Kutipan Pilihan:
━━━━━━

'Bantuan' dari AS Bisa Buat IHSG Makin Merajalela, Rupiah Gimana?
Pada perdagangan terakhir pekan ini, Jumat (5/12/2025) pelaku pasar akan mencermati berbagai rilis data dan perkembangan ekonomi global khususnya dari AS. Memburuknya data dari AS, terutama pengangguran bisa menopang IHSG hari ini. Dengan angka pengangguran yang naik maka kemungkinan pemangkasan suku bunga The Fed bisa semakin dekat.
Dari dalam negeri, fokus utama tertuju pada Bank Indonesia (BI) yang hari ini akan merilis dua indikator penting. Cadangan devisa dan uang primer periode November 2025. Kedua data ini menjadi acuan untuk membaca ketahanan likuiditas serta stabilitas eksternal Indonesia menjelang akhir tahun.
Berikut rangkuman sejumlah sentimen dari dalam maupun luar negeri yang akan turut mempengaruhi pergerakan IHSG, rupiah, hingga pasar obligasi pada hari ini:
Cadangan Devisa RI November
Pasar menantikan update terbaru cadangan devisa (cadev) Indonesia untuk November, terutama setelah posisi Oktober 2025 mencatat kenaikan solid menjadi US$149,9 miliar, naik dari US$148,7 miliar pada September.
Kenaikan tersebut didorong oleh penerbitan global bond pemerintah serta meningkatnya penerimaan pajak dan jasa, di tengah langkah stabilisasi pasar valas yang terus dilakukan BI menghadapi ketidakpastian global.
Dengan posisi Oktober yang setara 6,2 bulan impor, atau 6,0 bulan impor plus pembayaran utang luar negeri pemerintah, Indonesia masih berada jauh di atas standar kecukupan internasional yang hanya sekitar tiga bulan impor.
BI menegaskan bahwa cadangan devisa yang kuat tetap menjadi kunci untuk menjaga ketahanan sektor eksternal sekaligus mendukung stabilitas makroekonomi.
Uang Primer (M0) November
Selain cadev, pasar juga mencermati rilis uang primer (M0) adjusted untuk November, yang akan dipublikasikan BI hari ini.

━━━━━━

Yang Diminta: Tolong ubah bagian kutipan yang dimulai dari "Dengan posisi Oktober" dan berakhir pada "mendukung stabilitas makroekonomi." dengan mengganti "ketahanan sektor eksternal" menjadi "ketahanan sektor luar negeri". Tuliskan bagian itu secara utuh.

Informasi yang Diberikan:
━━━━━━

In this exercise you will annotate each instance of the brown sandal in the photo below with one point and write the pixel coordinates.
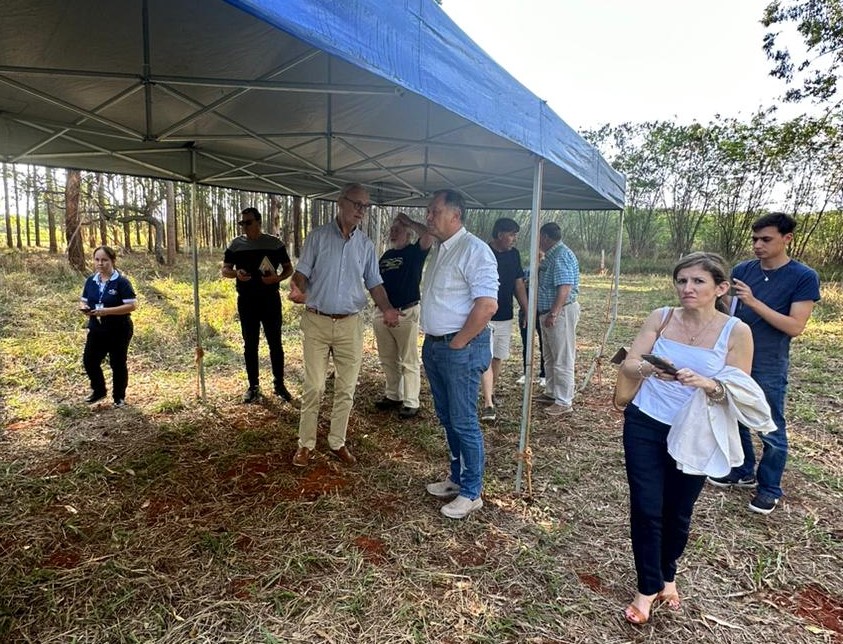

━━━━━━

Penyelesaian Soal:
Dengan posisi Oktober yang setara 6,2 bulan impor, atau 6,0 bulan impor plus pembayaran utang luar negeri pemerintah, Indonesia masih berada jauh di atas standar kecukupan internasional yang hanya sekitar tiga bulan impor.
BI menegaskan bahwa cadangan devisa yang kuat tetap menjadi kunci untuk menjaga ketahanan sektor luar negeri sekaligus mendukung stabilitas makroekonomi.